▶ [TEXTO FORNECIDO]:
━━━━━━━━━━━━━━━━
De capuz na cabeça os 4 membros dos Wheel apresentaram um rock progressivo com alguns (muitos e bons) momentos de metal. Muito enquadrados em termos musicais no que é Soen, podemos dizer que foi uma agradável surpresa perceber que consistentemente continuam a aparecer bandas capazes de música dinâmica, energética e com qualidade.
À medida que as músicas se sucediam todos os membros da banda foram retirando o seu capuz mostrando assim as suas caras, que juntamente com o jogo de luzes a variar entre o azul escuro e cor de rosa criaram um ambiente intrigante que combinou muito bem com a própria música da banda.
Passados trinta minutos de concerto a banda encerrou a sua performance perante um público rendido, tal a qualidade da sua prestação.
Quinze ou vinte minutos de pausa foram suficientes para que o público, que agora já enchia completamente o RCA, fosse presenteado com a segunda banda da noite.
Os Ghost Iris, de origem dinamarquesa, subiram a palco para apresentarem o seu metalcore progressivo, completamente dedicado a roubar todas as atenções. Com uma sonoridade muito pesada, breakdowns fulminantes e constantes polirrítmicos, a banda desafiou qualquer fã a questionar o conceito de headbanging tal a dificuldade de realizar esta proeza dentro do tempo e ritmo que a banda impunha.
━━━━━━━━━━━━━━━━
▶ [REGISTOS DE DADOS]:
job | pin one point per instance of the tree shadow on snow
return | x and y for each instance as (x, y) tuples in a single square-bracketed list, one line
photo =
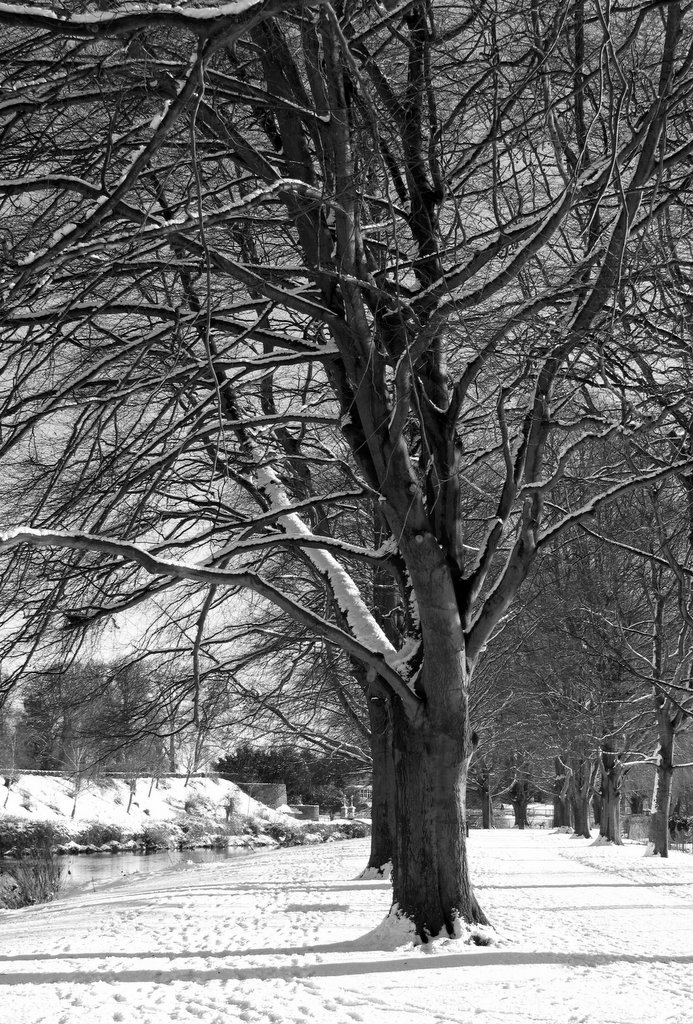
[(475, 957)]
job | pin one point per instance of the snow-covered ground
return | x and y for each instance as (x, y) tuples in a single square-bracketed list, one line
[(587, 934), (106, 801)]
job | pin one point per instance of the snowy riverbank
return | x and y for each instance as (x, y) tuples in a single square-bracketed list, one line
[(588, 934)]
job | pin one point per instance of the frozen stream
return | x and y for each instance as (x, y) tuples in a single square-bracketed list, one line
[(81, 869)]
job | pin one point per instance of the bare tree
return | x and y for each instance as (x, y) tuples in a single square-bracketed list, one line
[(275, 267)]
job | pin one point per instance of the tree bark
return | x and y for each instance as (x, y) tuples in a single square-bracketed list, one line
[(612, 781), (580, 815), (519, 796), (580, 788), (383, 806), (561, 803), (661, 798), (431, 883), (486, 802)]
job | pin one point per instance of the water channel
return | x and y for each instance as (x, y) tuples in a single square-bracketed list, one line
[(83, 869)]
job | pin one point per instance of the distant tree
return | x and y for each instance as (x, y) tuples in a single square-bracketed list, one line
[(270, 269)]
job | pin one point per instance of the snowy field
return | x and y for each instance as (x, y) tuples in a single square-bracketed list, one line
[(587, 934)]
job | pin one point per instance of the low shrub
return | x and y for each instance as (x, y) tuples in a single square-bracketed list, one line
[(160, 836), (23, 836), (31, 880), (96, 834)]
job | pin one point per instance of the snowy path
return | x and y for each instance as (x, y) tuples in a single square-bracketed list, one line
[(589, 934)]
━━━━━━━━━━━━━━━━
▶ [COMPLETE O SEGUINTE]:
**A.** Converta numa lista numerada as linhas dos registos, começando na linha que contém "job | pin one point per instance of the tree bark" e seguindo até à linha que contém "[(587, 934)]", ambas incluídas. Omita as linhas em branco.
**B.** Dê continuidade ao texto sobre o concerto no RCA, a partir da última frase apresentada.

▶ [RESPOSTAS POR ORDEM]:
**A.**
1. job | pin one point per instance of the tree bark
2. return | x and y for each instance as (x, y) tuples in a single square-bracketed list, one line
3. [(612, 781), (580, 815), (519, 796), (580, 788), (383, 806), (561, 803), (661, 798), (431, 883), (486, 802)]
4. job | pin one point per instance of the water channel
5. return | x and y for each instance as (x, y) tuples in a single square-bracketed list, one line
6. [(83, 869)]
7. job | pin one point per instance of the distant tree
8. return | x and y for each instance as (x, y) tuples in a single square-bracketed list, one line
9. [(270, 269)]
10. job | pin one point per instance of the snowy field
11. return | x and y for each instance as (x, y) tuples in a single square-bracketed list, one line
12. [(587, 934)]

**B.**
Alternando entre os growls e a voz limpa a banda criou várias camadas de melodia que, como é comum no género metalcore, colocavam o público tanto a tentar cantar as melodias dos refrões como com vontade de fazer mosh ou stage diving. Este último de facto aconteceu quando, um dos guitarristas, se lançou para o público tendo sido levado até ao meio da plateia e de volta ao palco num dos pontos altos do espetáculo, tendo sido esse talvez o momento que a banda agarrou definitivamente o público, uma vez que o género musical, dentro do contexto dos headliners, destoava um bocadinho do estado de espírito das pessoas que estavam presentes.
Goste-se ou não da música (que era boa e com muita qualidade para o género) os Ghost Iris não deixaram ninguém indiferente e acabaram debaixo de uma grande salva de palmas tal a sua entrega ao espetáculo.
A pontualidade foi uma constante e pouco depois das vinte e três horas, uma música de Frank Sinatra começou a soar no PA dando a entender que estava quase a começar o concerto mais antecipado da noite.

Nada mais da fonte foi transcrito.